> _Written instruction_
Find each line in the records below that contains the string "club" and copy it out in full. Treat uppercase and lowercase as different.

** Start Material shown **

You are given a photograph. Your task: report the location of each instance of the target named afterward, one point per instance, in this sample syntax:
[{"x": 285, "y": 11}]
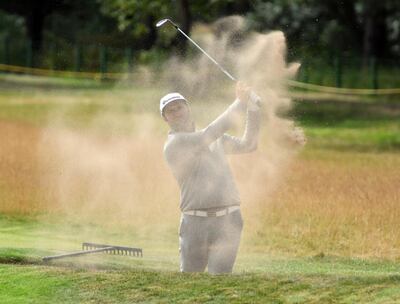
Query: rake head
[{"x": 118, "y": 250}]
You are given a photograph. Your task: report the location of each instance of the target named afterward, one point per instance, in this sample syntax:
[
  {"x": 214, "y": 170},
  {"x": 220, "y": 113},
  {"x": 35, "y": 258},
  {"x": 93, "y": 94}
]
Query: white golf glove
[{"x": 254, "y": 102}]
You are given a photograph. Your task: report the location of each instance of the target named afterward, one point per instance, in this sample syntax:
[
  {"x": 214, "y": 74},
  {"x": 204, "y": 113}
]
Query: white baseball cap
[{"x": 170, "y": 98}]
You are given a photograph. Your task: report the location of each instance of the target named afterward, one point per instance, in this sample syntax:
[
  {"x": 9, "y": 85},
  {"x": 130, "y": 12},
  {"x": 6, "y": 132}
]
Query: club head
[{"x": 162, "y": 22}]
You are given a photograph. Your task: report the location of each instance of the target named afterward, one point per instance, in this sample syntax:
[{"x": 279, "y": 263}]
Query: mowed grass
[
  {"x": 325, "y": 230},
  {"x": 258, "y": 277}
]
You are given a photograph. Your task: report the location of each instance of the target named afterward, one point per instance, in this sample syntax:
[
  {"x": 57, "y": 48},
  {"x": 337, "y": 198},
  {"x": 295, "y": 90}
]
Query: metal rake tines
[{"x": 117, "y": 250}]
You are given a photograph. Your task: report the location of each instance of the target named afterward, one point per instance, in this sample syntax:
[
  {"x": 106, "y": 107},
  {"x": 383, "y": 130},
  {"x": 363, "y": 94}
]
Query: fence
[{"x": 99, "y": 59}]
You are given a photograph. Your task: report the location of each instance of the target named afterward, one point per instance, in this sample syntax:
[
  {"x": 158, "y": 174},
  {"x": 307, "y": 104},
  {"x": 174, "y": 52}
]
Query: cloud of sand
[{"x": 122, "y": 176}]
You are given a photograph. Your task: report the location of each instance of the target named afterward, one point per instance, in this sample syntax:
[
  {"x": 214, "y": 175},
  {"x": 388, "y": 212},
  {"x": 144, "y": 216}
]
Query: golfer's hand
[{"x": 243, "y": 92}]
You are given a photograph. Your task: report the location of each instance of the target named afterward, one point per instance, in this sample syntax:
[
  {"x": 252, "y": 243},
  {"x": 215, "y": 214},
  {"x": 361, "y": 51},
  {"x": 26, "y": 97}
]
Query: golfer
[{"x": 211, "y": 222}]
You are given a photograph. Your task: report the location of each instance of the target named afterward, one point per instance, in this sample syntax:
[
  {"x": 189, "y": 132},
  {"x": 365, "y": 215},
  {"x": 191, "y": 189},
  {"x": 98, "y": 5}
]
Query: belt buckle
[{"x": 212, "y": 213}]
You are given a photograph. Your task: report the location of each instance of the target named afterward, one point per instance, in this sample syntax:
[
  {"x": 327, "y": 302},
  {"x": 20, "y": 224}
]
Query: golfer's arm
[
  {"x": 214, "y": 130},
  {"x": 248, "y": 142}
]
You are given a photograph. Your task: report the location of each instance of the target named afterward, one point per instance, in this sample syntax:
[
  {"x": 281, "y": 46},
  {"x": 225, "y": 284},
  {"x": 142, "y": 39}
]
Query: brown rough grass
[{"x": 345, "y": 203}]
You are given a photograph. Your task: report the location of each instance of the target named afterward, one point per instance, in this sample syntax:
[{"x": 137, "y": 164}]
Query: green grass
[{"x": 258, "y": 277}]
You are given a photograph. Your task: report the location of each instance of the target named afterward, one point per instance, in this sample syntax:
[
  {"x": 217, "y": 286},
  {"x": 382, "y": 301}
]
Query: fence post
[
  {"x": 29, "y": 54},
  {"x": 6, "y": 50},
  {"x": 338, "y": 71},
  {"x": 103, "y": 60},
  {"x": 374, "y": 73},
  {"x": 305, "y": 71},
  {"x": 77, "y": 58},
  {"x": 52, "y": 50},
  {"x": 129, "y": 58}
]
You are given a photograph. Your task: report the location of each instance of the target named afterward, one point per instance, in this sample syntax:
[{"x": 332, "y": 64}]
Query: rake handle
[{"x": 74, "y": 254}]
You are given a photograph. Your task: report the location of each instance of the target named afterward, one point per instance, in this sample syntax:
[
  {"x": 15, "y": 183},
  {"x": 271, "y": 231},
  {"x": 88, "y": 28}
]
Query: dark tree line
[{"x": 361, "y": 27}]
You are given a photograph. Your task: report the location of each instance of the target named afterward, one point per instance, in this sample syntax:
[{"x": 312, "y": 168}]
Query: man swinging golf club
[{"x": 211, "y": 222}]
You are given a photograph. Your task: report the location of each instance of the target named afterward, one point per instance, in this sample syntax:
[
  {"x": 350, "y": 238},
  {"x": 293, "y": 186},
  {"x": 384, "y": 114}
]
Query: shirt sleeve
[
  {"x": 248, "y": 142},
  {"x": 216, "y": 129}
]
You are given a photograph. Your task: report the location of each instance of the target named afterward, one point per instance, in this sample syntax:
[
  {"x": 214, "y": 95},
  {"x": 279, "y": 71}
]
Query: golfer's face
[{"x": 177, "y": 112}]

** End Material shown **

> _Response to this exercise_
Query: club head
Query: man swinging golf club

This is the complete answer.